- **DIRECTIONS FOR THIS TASK**
Rewrite every line of the rows below as a Markdown table with the columns Num and Text. Number the lines, skip blank ones, and leave the pictures out.

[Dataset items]
○ ○ ○ ○

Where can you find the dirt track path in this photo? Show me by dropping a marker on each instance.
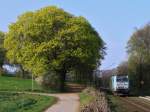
(66, 103)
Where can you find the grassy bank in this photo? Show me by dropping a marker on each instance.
(19, 84)
(92, 100)
(13, 102)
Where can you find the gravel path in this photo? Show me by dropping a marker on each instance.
(66, 103)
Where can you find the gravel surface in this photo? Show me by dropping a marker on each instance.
(66, 103)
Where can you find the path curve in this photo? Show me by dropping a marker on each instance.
(66, 103)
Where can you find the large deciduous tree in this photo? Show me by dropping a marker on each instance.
(51, 39)
(139, 58)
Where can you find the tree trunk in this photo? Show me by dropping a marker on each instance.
(62, 80)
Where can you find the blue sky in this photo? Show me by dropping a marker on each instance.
(115, 20)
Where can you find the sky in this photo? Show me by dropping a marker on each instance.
(114, 20)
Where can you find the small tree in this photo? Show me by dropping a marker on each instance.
(51, 39)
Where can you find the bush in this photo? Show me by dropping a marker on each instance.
(49, 80)
(99, 104)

○ ○ ○ ○

- **PROBLEM SOLUTION**
| Num | Text |
|---|---|
| 1 | Where can you find the dirt track path in this photo? Show me by dropping a marker on each instance. |
| 2 | (66, 103) |
| 3 | Where can you find the grassy bank in this photo? Show me by dropping a marker on each instance. |
| 4 | (19, 84) |
| 5 | (92, 100) |
| 6 | (13, 102) |
| 7 | Where can you find the gravel path in this photo? Show me by dropping a marker on each instance. |
| 8 | (66, 103) |
| 9 | Where can you find the gravel surface in this photo? Show me by dropping a marker on each instance. |
| 10 | (66, 103) |
| 11 | Where can you find the path curve in this photo? Show me by dropping a marker on each instance. |
| 12 | (66, 103) |
| 13 | Where can you find the large deciduous tree in this photo? Show me by dropping a marker on each instance. |
| 14 | (51, 39) |
| 15 | (139, 58) |
| 16 | Where can you find the tree trunk in this photo? Show me by dropping a marker on each instance. |
| 17 | (62, 80) |
| 18 | Where can you find the blue sky in this photo? Show me by dropping a marker on each instance. |
| 19 | (115, 20) |
| 20 | Where can you find the sky in this photo? Show me by dropping a marker on each instance. |
| 21 | (114, 20) |
| 22 | Where can you find the small tree in this photo? Show me by dropping a marker on each instance. |
| 23 | (51, 39) |
| 24 | Where can you find the bush in this photo? Show me by dropping a marker on each instance. |
| 25 | (49, 80) |
| 26 | (99, 104) |